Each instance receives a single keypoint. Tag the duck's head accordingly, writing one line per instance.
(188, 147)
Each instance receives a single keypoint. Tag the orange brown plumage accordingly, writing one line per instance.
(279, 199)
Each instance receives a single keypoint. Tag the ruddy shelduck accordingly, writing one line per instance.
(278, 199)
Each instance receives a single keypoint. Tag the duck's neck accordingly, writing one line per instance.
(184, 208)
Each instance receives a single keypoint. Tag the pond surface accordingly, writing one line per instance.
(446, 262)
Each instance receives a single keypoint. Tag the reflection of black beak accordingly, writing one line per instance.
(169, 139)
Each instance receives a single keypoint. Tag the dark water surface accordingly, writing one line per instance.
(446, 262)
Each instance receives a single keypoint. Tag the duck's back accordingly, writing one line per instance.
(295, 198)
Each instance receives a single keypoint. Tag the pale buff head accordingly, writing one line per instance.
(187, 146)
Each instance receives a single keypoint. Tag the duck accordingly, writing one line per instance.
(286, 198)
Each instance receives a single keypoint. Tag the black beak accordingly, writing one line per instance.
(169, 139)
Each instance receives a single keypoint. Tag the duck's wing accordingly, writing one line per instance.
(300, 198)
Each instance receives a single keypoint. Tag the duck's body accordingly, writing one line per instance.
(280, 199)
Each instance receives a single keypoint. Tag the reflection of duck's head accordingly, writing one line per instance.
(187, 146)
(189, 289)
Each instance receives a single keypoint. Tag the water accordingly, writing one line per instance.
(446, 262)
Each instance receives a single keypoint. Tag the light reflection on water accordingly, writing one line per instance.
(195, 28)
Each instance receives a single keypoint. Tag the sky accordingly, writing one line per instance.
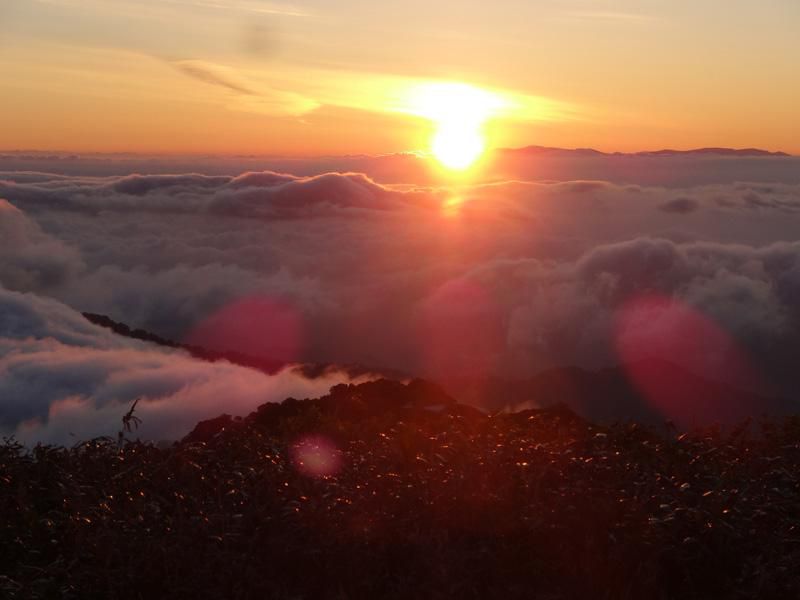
(311, 183)
(311, 78)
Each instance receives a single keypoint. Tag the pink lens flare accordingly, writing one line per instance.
(459, 331)
(258, 326)
(685, 364)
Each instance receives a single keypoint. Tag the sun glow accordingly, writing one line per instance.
(460, 113)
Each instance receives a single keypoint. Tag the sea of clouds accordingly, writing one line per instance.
(447, 280)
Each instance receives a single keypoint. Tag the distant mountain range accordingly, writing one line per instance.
(590, 152)
(602, 396)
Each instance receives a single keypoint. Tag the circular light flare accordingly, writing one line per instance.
(460, 112)
(316, 456)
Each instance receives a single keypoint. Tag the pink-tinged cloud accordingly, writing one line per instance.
(259, 326)
(654, 331)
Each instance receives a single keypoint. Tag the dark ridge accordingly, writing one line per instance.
(420, 498)
(266, 365)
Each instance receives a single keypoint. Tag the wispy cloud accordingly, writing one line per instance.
(211, 74)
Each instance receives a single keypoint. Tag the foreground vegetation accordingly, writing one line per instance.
(391, 491)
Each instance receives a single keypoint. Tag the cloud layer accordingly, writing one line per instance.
(63, 379)
(506, 278)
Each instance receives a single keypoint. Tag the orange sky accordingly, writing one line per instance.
(314, 77)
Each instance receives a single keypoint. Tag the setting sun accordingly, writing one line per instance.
(460, 113)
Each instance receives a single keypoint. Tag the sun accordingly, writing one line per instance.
(459, 112)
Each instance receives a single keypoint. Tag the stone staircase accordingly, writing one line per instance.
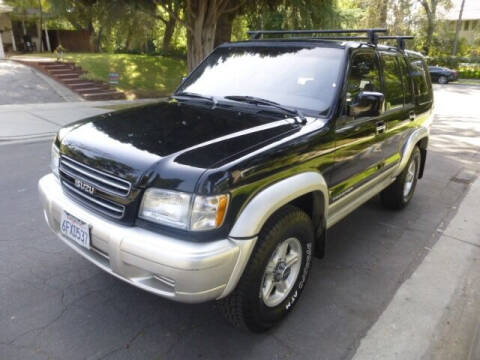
(69, 75)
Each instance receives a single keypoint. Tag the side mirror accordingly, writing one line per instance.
(367, 103)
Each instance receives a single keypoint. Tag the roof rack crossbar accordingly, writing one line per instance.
(372, 33)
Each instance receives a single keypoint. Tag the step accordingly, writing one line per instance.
(86, 84)
(90, 87)
(106, 95)
(96, 90)
(65, 71)
(69, 75)
(57, 66)
(74, 81)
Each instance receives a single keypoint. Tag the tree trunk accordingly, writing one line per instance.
(430, 29)
(201, 26)
(167, 36)
(459, 27)
(91, 36)
(431, 11)
(223, 32)
(41, 24)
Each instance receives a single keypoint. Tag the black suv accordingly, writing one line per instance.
(225, 190)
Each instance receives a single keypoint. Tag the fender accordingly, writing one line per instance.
(419, 134)
(261, 207)
(266, 202)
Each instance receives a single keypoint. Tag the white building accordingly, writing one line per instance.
(7, 39)
(470, 30)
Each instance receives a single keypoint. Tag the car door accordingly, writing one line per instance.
(359, 154)
(399, 105)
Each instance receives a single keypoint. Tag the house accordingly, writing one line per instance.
(470, 30)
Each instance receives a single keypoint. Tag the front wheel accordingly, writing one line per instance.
(442, 80)
(276, 273)
(400, 192)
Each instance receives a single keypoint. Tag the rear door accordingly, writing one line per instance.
(399, 104)
(359, 154)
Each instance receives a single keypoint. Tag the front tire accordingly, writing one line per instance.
(276, 273)
(400, 192)
(443, 80)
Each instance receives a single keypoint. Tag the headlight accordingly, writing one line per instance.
(208, 212)
(54, 159)
(176, 209)
(166, 207)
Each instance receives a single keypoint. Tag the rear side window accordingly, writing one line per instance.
(364, 75)
(407, 82)
(392, 76)
(419, 73)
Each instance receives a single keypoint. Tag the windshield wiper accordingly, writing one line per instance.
(299, 117)
(195, 95)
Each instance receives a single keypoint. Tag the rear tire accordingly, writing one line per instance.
(400, 192)
(273, 280)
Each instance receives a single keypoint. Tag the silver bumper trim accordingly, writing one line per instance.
(176, 269)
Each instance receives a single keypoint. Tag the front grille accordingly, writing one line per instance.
(107, 187)
(101, 180)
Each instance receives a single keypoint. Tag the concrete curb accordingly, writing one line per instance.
(417, 324)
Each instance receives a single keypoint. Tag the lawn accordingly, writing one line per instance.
(140, 75)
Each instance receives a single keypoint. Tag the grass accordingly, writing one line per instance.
(140, 75)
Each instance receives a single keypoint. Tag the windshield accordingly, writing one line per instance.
(304, 78)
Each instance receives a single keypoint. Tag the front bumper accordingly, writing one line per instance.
(173, 268)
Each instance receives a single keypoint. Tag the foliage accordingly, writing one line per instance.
(469, 71)
(454, 62)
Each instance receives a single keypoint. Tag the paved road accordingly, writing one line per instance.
(55, 305)
(19, 84)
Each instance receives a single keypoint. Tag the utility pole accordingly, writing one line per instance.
(459, 27)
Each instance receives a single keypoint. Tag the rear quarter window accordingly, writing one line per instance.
(421, 79)
(392, 76)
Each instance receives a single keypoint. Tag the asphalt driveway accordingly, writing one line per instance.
(56, 305)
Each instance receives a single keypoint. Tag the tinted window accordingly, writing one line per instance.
(407, 82)
(364, 75)
(393, 81)
(295, 76)
(420, 75)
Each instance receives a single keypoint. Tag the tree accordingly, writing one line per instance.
(431, 7)
(459, 27)
(377, 13)
(172, 9)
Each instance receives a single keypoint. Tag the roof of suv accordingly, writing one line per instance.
(313, 42)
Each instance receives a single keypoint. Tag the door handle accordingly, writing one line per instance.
(381, 126)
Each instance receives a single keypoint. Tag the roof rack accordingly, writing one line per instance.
(372, 35)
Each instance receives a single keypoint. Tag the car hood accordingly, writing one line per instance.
(170, 144)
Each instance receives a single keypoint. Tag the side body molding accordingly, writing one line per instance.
(265, 203)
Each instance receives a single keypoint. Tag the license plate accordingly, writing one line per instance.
(75, 230)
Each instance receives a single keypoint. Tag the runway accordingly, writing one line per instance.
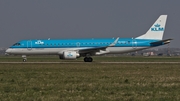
(89, 62)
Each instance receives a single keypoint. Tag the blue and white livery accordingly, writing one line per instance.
(75, 48)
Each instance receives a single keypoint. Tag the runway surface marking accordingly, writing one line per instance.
(89, 62)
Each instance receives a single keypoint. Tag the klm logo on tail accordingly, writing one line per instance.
(157, 27)
(39, 42)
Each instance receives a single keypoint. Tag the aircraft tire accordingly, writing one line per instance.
(24, 60)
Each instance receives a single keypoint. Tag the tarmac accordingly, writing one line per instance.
(89, 62)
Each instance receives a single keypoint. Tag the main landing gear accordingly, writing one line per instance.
(88, 59)
(24, 58)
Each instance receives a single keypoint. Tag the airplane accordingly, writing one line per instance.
(76, 48)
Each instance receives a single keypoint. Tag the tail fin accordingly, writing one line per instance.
(157, 29)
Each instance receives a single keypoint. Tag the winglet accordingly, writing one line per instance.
(114, 43)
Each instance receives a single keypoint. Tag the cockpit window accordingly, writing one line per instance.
(17, 44)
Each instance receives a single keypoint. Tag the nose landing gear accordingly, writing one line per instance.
(24, 58)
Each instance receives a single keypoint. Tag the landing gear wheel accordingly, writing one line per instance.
(24, 60)
(88, 59)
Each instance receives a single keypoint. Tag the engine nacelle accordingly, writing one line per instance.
(69, 55)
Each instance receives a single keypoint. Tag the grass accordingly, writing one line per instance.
(89, 82)
(95, 59)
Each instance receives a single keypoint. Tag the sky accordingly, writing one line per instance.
(69, 19)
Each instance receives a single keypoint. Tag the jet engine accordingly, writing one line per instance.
(69, 55)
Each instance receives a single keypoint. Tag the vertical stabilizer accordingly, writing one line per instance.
(156, 31)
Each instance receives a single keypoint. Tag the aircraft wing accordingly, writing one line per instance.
(166, 41)
(96, 49)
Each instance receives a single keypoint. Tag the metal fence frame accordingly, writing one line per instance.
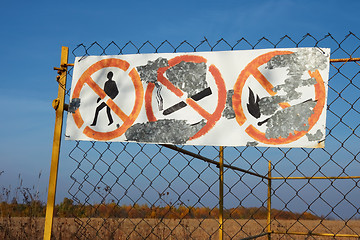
(60, 106)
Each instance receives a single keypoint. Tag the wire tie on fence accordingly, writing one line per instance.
(323, 52)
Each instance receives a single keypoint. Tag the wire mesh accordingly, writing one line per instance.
(148, 191)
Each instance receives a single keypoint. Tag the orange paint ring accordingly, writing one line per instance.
(251, 130)
(128, 120)
(211, 118)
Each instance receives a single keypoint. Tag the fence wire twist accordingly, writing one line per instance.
(146, 191)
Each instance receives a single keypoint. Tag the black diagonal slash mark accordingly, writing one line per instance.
(253, 105)
(204, 93)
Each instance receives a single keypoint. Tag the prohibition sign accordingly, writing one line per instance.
(211, 118)
(128, 120)
(252, 69)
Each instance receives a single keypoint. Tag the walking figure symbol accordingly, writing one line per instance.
(112, 91)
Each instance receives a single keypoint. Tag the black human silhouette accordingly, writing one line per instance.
(112, 91)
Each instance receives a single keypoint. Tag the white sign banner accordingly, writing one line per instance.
(270, 97)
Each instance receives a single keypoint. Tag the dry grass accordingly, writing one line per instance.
(97, 228)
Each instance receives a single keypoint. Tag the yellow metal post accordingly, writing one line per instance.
(221, 193)
(58, 105)
(269, 203)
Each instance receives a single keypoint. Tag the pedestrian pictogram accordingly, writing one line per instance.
(252, 69)
(107, 96)
(191, 101)
(112, 91)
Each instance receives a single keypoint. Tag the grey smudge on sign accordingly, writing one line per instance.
(316, 136)
(163, 131)
(286, 121)
(188, 76)
(74, 104)
(300, 61)
(252, 144)
(229, 112)
(297, 64)
(148, 72)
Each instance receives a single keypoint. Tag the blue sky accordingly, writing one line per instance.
(32, 33)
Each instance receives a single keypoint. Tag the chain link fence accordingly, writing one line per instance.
(148, 191)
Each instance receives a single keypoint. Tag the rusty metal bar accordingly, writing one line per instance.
(58, 105)
(256, 236)
(345, 60)
(221, 193)
(311, 178)
(268, 228)
(205, 159)
(319, 234)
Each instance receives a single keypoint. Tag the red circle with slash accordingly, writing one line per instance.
(128, 120)
(211, 118)
(252, 69)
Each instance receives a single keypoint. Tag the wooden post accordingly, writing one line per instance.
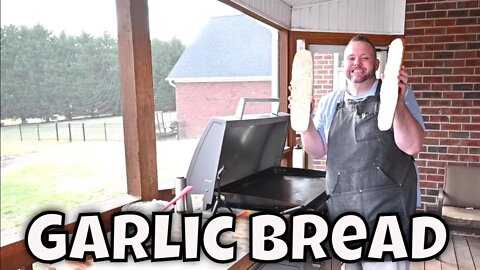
(136, 83)
(83, 131)
(56, 130)
(105, 130)
(20, 130)
(69, 132)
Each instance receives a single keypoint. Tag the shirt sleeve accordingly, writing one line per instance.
(319, 119)
(413, 107)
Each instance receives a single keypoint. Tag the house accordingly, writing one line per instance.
(217, 70)
(442, 59)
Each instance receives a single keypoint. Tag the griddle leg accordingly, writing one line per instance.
(220, 201)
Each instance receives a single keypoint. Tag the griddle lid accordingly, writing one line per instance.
(240, 147)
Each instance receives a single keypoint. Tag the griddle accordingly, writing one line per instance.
(239, 157)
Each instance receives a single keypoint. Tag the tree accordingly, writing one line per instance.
(45, 75)
(165, 55)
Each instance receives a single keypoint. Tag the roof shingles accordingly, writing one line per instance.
(227, 47)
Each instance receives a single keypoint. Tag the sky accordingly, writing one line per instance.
(182, 19)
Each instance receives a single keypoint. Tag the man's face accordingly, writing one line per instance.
(360, 62)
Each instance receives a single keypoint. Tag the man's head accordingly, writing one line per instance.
(360, 60)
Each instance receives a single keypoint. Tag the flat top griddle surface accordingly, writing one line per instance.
(282, 187)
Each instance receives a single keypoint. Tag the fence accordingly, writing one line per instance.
(111, 129)
(63, 132)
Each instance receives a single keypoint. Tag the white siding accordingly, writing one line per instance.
(351, 16)
(276, 11)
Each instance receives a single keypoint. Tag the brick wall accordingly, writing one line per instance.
(443, 60)
(197, 102)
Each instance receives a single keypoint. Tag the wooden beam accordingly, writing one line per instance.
(137, 97)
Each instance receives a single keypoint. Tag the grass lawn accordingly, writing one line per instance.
(60, 176)
(39, 176)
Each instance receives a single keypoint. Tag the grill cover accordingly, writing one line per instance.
(243, 158)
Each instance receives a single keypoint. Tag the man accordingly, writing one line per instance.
(368, 171)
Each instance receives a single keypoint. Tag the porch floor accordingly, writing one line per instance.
(463, 252)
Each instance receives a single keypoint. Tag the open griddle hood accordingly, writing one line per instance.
(242, 157)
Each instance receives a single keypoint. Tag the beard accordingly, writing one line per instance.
(361, 77)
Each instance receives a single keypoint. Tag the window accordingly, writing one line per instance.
(62, 129)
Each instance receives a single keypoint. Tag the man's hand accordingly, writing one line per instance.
(312, 101)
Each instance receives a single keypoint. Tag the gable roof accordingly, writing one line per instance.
(229, 48)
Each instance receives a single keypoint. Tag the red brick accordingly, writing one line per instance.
(421, 71)
(428, 110)
(446, 5)
(434, 63)
(474, 151)
(451, 110)
(448, 157)
(431, 141)
(441, 103)
(424, 23)
(457, 30)
(444, 38)
(434, 47)
(415, 31)
(424, 184)
(424, 39)
(455, 63)
(443, 55)
(435, 31)
(455, 46)
(437, 134)
(465, 54)
(441, 71)
(457, 13)
(467, 4)
(459, 134)
(432, 79)
(462, 103)
(472, 79)
(475, 135)
(437, 178)
(452, 95)
(413, 63)
(444, 22)
(468, 37)
(437, 14)
(466, 21)
(457, 150)
(460, 119)
(450, 126)
(470, 158)
(474, 12)
(436, 163)
(453, 79)
(472, 127)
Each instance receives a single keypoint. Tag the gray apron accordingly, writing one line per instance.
(366, 172)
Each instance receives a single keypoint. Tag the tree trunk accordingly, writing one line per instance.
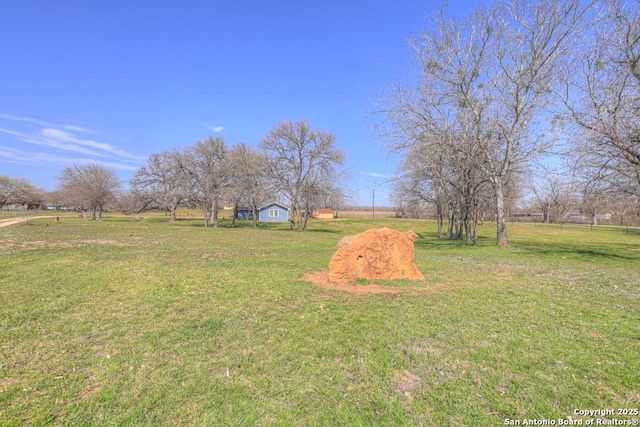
(254, 209)
(205, 214)
(214, 213)
(450, 225)
(172, 211)
(501, 224)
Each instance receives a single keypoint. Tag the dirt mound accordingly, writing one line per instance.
(377, 254)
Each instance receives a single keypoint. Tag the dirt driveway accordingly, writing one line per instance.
(8, 222)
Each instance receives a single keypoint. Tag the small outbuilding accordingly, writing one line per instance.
(243, 213)
(326, 213)
(273, 212)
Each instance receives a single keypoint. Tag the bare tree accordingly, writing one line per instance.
(595, 198)
(602, 95)
(553, 195)
(249, 183)
(299, 160)
(89, 187)
(19, 191)
(207, 176)
(486, 83)
(163, 181)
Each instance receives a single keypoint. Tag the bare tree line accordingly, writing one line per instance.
(16, 191)
(499, 89)
(293, 163)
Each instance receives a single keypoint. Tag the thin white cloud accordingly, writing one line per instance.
(29, 158)
(216, 129)
(376, 175)
(64, 138)
(42, 123)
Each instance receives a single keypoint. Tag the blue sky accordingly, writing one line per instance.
(113, 82)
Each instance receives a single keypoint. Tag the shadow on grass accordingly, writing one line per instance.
(581, 250)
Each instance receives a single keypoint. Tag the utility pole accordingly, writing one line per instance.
(373, 202)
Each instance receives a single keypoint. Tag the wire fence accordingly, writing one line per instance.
(14, 213)
(626, 229)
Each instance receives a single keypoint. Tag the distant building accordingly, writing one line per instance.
(273, 212)
(244, 213)
(326, 213)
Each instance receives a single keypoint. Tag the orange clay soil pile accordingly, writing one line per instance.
(378, 254)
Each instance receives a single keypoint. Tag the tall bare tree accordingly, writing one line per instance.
(163, 180)
(89, 187)
(299, 160)
(249, 184)
(603, 97)
(205, 168)
(554, 195)
(19, 191)
(486, 83)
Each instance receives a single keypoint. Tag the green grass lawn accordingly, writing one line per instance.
(141, 322)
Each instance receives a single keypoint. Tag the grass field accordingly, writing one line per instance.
(141, 322)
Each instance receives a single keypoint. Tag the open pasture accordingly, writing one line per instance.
(133, 321)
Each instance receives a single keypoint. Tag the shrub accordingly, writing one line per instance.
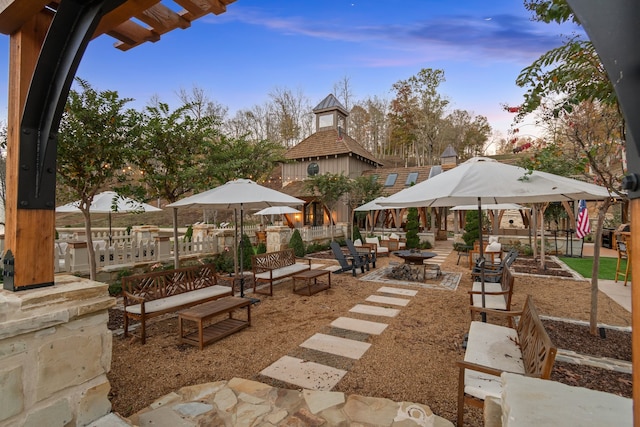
(471, 228)
(413, 241)
(246, 248)
(297, 244)
(316, 247)
(356, 234)
(188, 234)
(425, 245)
(224, 261)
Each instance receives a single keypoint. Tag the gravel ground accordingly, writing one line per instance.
(412, 360)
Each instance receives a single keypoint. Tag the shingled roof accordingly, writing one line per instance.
(330, 103)
(401, 178)
(330, 143)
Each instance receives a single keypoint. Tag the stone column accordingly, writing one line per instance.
(79, 256)
(55, 352)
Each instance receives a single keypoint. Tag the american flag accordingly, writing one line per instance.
(582, 223)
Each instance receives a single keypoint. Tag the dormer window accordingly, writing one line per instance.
(325, 120)
(313, 169)
(412, 178)
(391, 180)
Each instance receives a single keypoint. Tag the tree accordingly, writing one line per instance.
(200, 105)
(416, 115)
(171, 152)
(94, 144)
(232, 158)
(572, 77)
(471, 228)
(369, 126)
(328, 189)
(466, 133)
(413, 240)
(292, 115)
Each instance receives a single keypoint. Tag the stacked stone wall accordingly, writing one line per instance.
(55, 353)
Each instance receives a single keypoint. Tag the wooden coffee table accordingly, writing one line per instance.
(309, 278)
(201, 314)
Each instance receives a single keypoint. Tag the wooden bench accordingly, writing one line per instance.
(167, 291)
(273, 266)
(203, 313)
(493, 349)
(497, 296)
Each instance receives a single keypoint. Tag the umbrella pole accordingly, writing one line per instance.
(241, 253)
(176, 255)
(481, 259)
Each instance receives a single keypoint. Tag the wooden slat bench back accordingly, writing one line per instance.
(272, 266)
(530, 342)
(144, 295)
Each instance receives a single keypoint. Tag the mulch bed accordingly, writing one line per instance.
(616, 344)
(530, 265)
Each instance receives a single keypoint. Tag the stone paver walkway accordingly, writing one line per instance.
(240, 402)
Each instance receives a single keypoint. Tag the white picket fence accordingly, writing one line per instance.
(71, 254)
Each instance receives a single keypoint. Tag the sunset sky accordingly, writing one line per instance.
(256, 47)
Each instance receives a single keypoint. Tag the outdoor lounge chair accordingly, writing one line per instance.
(367, 255)
(346, 263)
(493, 272)
(380, 250)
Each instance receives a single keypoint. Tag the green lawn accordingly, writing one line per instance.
(583, 266)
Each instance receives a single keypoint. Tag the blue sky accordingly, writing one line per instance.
(307, 46)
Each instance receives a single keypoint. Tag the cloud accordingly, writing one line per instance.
────────────────
Begin with the line that contains "Each instance receives a single keypoint. Tag the umbrella" and set down each line exactly until the records above end, including the final line.

### [Written answer]
Each instance receives a single keypoint. Tag the umbrella pole accordingly, writing one line per instance.
(241, 253)
(176, 255)
(481, 259)
Each instance receives a single keypoint. Tag the wooden slat bench back accordingly, writing one line per instance.
(272, 266)
(530, 342)
(144, 295)
Each instance receives a single keypoint. Tag the mulch bed accordingly, writing one line per instance.
(616, 344)
(530, 265)
Each instance receives a single keypoint. Tag the stone paver walkway accordingly, writing one line per instance.
(240, 402)
Each instance receives a single keypoint. Tag the white picket fence accordingly, writing one line per instance.
(71, 254)
Each instance receives a single keypoint. Tag the sunset sky accordingly, writing one line per instance.
(256, 47)
Each instance receives a single keypoint. Tag the outdoor lounge chair accordingly, writing one line per instance.
(367, 255)
(346, 263)
(493, 272)
(380, 250)
Each instance receives a single keypoint. Tag the green lawn accordingly, writing one line per instance.
(583, 266)
Each instance receives a single keypoint. Tag the blue sky accordingly, writing one line per instance.
(307, 46)
Each instance receives a single keypoint. Tag the cloud accordingly, writing one line per instance.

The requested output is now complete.